== WHAT IS REQUIRED ==
Please reproduce all the lines below word for word, leaving the pictures out of your answer.

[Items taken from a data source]
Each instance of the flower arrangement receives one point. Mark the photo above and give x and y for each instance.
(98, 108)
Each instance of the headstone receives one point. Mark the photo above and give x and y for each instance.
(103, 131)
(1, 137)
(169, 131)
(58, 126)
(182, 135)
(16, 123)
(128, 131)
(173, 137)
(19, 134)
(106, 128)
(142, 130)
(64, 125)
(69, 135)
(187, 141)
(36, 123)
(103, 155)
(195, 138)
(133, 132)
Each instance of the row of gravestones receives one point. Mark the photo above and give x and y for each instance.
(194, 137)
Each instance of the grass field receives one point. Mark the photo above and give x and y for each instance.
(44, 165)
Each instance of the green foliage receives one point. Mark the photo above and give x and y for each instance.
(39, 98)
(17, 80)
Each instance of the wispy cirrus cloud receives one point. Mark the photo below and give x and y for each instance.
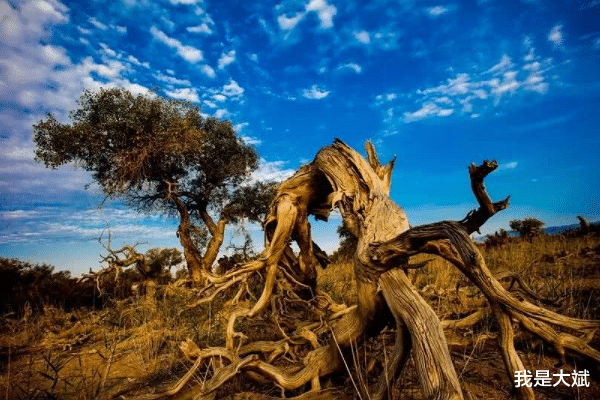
(188, 53)
(472, 93)
(190, 94)
(315, 93)
(556, 35)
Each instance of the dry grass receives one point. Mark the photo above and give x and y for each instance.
(133, 345)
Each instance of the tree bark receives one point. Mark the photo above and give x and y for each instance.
(193, 258)
(217, 232)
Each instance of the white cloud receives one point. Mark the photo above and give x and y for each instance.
(315, 93)
(325, 11)
(172, 80)
(351, 66)
(107, 50)
(188, 53)
(437, 10)
(252, 140)
(363, 37)
(509, 83)
(226, 59)
(428, 109)
(271, 171)
(189, 94)
(186, 2)
(556, 35)
(208, 71)
(55, 55)
(507, 166)
(97, 24)
(202, 28)
(289, 23)
(84, 31)
(504, 63)
(232, 89)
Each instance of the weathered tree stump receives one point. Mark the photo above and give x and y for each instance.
(341, 178)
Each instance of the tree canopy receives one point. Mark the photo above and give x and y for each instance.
(527, 226)
(162, 155)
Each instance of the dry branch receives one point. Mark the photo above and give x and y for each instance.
(307, 350)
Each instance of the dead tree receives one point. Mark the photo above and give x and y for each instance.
(316, 334)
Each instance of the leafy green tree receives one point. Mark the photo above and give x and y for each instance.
(527, 227)
(348, 243)
(161, 155)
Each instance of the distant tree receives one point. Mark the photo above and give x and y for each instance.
(127, 268)
(497, 238)
(161, 155)
(34, 286)
(527, 227)
(347, 247)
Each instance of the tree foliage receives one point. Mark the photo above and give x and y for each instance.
(527, 227)
(26, 285)
(161, 155)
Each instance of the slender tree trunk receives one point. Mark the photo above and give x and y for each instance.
(217, 232)
(193, 258)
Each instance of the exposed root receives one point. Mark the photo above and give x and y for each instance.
(313, 334)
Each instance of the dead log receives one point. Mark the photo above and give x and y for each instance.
(341, 178)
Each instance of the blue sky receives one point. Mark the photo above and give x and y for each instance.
(439, 84)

== COMPLETED TASK ==
Each instance of the flower arrangement receives one point. Mark the photo above and give x and y for each instance.
(98, 108)
Each instance of the headstone receives one point. Mark the photo above and give x and y for each instance.
(103, 131)
(1, 137)
(169, 131)
(58, 126)
(182, 135)
(16, 123)
(128, 131)
(173, 137)
(19, 134)
(106, 128)
(142, 130)
(64, 125)
(69, 135)
(187, 141)
(36, 123)
(103, 155)
(195, 138)
(133, 132)
Each instance of the row of gravestones receives one point. Mark the photo above and give x and y for each instance.
(194, 137)
Each instance of the grass field receives one point. Mark the photo above and give x and y for each instance.
(44, 165)
Each instance of the green foliage receives one point. Mark the photo above and give x and y for each instance.
(39, 98)
(17, 80)
Each instance of the wispy cirrus cloud receives one point. Mark the photo below and give x and y for each instance.
(188, 53)
(472, 93)
(190, 94)
(315, 93)
(556, 35)
Each instance of the dry grass receives one point. Mark the photo above and give x and y for each instance.
(133, 345)
Each instance of the tree bark receives one point. Mark the photo above and give x and y for each instance.
(193, 258)
(217, 232)
Each instance of the white cloud receives one point. Mark the photo above and give x and y for each instance.
(315, 93)
(325, 11)
(172, 80)
(351, 66)
(107, 50)
(188, 53)
(437, 10)
(252, 140)
(363, 37)
(509, 83)
(226, 59)
(428, 109)
(271, 171)
(189, 94)
(186, 2)
(556, 35)
(208, 71)
(55, 55)
(507, 166)
(97, 24)
(202, 28)
(289, 23)
(84, 31)
(504, 63)
(232, 89)
Each instance of the weathered tree stump receives one point. Mark the photo above and give x and y for each instance.
(341, 178)
Each instance of the tree canopy receives one point. Mark the photo above and give x and y for each instance.
(527, 226)
(162, 155)
Each instance of the dry branch receives one point. Mark the photo above and give x and y for each instance.
(307, 350)
Each instance of the dead tree receives one point. Mark the photo above and give x and y for each instance.
(316, 334)
Each instance of the leafy green tree receives one point. Mark the photo above and give x and y for each instance.
(527, 227)
(348, 243)
(161, 155)
Each instance of the distant tree receives one point. Mark the photo above and give x and y for each instance.
(127, 268)
(497, 238)
(161, 155)
(34, 286)
(527, 227)
(347, 247)
Each instance of the tree foliage receives one point. Mark the photo above and give x and y for each instance.
(527, 227)
(26, 285)
(161, 155)
Each instance of the slender tree trunk receives one point. Mark the photo above and give x and y for each instance.
(217, 232)
(193, 258)
Each instance of the exposed root receives one point. Mark the photo above and give x and y for each instance.
(313, 334)
Each instance of the dead log receives one point. Mark the photo above and give x and y for each instance.
(341, 178)
Each instance of the blue sky receives one point. Mark the photo above and give x and y for each instance.
(439, 84)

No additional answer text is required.